== Aim ==
Extract each line of the records below that contains the string "terracotta", copying the lines unchanged. Matching is case-sensitive.

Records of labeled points
########
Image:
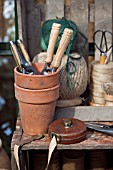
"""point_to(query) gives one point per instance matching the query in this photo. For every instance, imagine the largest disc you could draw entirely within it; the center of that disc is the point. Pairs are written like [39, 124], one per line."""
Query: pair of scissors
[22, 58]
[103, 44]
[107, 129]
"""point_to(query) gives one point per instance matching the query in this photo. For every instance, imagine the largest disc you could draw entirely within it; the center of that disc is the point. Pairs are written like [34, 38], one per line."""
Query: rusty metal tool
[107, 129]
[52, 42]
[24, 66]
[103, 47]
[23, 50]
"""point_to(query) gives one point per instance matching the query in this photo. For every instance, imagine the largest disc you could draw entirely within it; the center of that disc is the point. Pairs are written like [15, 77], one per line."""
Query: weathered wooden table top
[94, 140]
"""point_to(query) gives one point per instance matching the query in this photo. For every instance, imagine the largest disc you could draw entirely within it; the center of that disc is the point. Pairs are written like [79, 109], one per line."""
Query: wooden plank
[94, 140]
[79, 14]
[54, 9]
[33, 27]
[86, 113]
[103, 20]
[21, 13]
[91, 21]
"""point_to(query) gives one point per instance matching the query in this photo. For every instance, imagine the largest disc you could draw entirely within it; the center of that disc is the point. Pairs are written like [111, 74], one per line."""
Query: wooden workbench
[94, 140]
########
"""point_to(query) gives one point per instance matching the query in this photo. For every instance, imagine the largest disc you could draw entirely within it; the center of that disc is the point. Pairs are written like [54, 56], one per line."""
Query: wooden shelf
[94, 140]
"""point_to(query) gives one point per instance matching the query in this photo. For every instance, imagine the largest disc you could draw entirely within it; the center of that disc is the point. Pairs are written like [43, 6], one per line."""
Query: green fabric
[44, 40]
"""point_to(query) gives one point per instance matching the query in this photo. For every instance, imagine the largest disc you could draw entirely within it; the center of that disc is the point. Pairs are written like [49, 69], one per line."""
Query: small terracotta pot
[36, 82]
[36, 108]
########
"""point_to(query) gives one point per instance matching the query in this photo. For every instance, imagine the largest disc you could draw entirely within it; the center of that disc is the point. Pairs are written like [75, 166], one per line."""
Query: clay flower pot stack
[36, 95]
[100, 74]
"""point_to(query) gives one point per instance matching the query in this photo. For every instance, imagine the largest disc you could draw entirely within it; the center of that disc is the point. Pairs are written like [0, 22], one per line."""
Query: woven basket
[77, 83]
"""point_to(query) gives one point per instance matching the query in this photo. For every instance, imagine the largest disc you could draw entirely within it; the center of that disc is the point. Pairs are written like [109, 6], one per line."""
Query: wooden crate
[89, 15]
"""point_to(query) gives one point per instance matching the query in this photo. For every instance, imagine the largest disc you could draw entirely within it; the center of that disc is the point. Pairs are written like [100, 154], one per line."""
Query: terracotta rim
########
== Answer to the exercise ==
Query: small terracotta pot
Query: terracotta rim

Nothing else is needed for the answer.